## Selected extract:
This was very frustrating situation for the ACCC as no sooner had it obtained evidence about one company, it would be closed down. The ACCC would then have to commence a new investigation into the new company to obtain evidence to prosecute the Albert’s most recent conduct.

The ACCC eventually commenced legal action against Albert in April 2005.[6] However, by this time, Albert had obtained approximately $3 million in franchise fees from various franchisees.

As soon as the ACCC commenced legal proceedings, Albert and Greg Zimbulis, a sales manager indicated their willingness to consent to all of the ACCC’s orders which including extensive declarations and injunctions. The main aim of the ACCC in commencing legal proceedings had been to obtain extensive injunctions, which would prevent Albert from engaging in similar conduct in the future. Unfortunately, the Federal Court refused to grant any injunctions at all – as a result, the ACCC obtained over 100 declarations against Albert of serious contraventions of the TPA but not even one injunction.[7]

This would have been an ideal case for the ACCC to use a public warning power (had such a power been available). The ACCC would have been able to issue a public waning power when Albert liquidated his first company and set up his second company. At this particular time, the ACCC held a great deal of evidence demonstrating that Albert was making blatant misrepresentations about his business operations. Therefore, the ACCC would have been quite confident to issue a public warning notice at this time as it clearly would have met the public interest test in the legislation.

(Dataset entries)

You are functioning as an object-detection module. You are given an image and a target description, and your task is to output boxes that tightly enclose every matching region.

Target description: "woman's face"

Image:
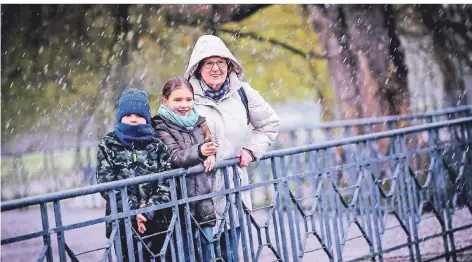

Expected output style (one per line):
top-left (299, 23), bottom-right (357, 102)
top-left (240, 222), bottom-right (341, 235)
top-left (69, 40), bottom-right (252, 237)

top-left (200, 56), bottom-right (228, 91)
top-left (121, 114), bottom-right (146, 125)
top-left (162, 87), bottom-right (193, 116)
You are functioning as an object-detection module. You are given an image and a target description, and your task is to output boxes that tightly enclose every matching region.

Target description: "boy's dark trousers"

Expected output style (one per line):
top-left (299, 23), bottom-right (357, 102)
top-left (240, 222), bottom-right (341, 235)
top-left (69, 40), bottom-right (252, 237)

top-left (115, 217), bottom-right (171, 262)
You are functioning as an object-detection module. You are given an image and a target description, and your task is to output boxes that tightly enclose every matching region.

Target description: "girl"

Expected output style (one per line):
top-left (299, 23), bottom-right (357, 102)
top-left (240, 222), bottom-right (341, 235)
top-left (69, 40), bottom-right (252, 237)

top-left (152, 77), bottom-right (217, 261)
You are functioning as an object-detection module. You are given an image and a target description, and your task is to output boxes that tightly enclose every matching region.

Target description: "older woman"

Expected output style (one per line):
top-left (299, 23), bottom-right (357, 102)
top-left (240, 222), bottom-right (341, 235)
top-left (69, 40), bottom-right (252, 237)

top-left (184, 35), bottom-right (280, 260)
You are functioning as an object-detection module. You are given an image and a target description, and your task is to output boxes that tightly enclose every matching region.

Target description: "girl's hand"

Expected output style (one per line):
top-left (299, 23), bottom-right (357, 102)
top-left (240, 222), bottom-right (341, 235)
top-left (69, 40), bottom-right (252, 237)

top-left (136, 204), bottom-right (147, 234)
top-left (200, 142), bottom-right (218, 156)
top-left (203, 155), bottom-right (216, 172)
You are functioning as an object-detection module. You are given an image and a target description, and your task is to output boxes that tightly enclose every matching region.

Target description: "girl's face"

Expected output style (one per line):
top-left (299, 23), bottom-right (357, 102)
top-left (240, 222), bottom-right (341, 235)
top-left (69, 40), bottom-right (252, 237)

top-left (162, 87), bottom-right (193, 116)
top-left (121, 114), bottom-right (146, 125)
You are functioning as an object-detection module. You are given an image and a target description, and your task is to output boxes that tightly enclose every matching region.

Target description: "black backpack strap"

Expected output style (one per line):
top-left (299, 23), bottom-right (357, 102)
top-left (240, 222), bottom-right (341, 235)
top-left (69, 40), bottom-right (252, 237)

top-left (238, 86), bottom-right (250, 125)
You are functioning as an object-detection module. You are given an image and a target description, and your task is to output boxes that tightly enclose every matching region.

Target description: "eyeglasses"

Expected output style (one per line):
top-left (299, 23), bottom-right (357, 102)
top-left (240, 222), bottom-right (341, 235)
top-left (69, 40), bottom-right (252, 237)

top-left (203, 60), bottom-right (228, 69)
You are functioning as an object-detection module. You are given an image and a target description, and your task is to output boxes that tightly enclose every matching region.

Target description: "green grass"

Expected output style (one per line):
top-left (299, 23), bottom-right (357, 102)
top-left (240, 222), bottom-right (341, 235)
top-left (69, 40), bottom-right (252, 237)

top-left (1, 148), bottom-right (96, 186)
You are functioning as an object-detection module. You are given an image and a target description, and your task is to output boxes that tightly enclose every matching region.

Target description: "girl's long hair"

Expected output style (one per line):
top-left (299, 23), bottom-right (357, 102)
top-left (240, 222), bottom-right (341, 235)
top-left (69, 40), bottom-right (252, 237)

top-left (162, 76), bottom-right (213, 143)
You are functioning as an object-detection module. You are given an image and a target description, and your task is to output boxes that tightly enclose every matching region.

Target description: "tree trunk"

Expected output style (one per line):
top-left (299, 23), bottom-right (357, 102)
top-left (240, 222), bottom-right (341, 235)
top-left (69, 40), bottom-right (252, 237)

top-left (305, 5), bottom-right (362, 119)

## Work request A:
In the excerpt on the ACCC's case against Albert, roughly how much had Albert obtained in franchise fees by the time the ACCC began legal action?
## Work request B:
From the excerpt on the ACCC's case against Albert, copy out the passage starting with "This would have" and going on through "in the legislation.".

## Response area A:
Approximately $3 million.

## Response area B:
This would have been an ideal case for the ACCC to use a public warning power (had such a power been available). The ACCC would have been able to issue a public waning power when Albert liquidated his first company and set up his second company. At this particular time, the ACCC held a great deal of evidence demonstrating that Albert was making blatant misrepresentations about his business operations. Therefore, the ACCC would have been quite confident to issue a public warning notice at this time as it clearly would have met the public interest test in the legislation.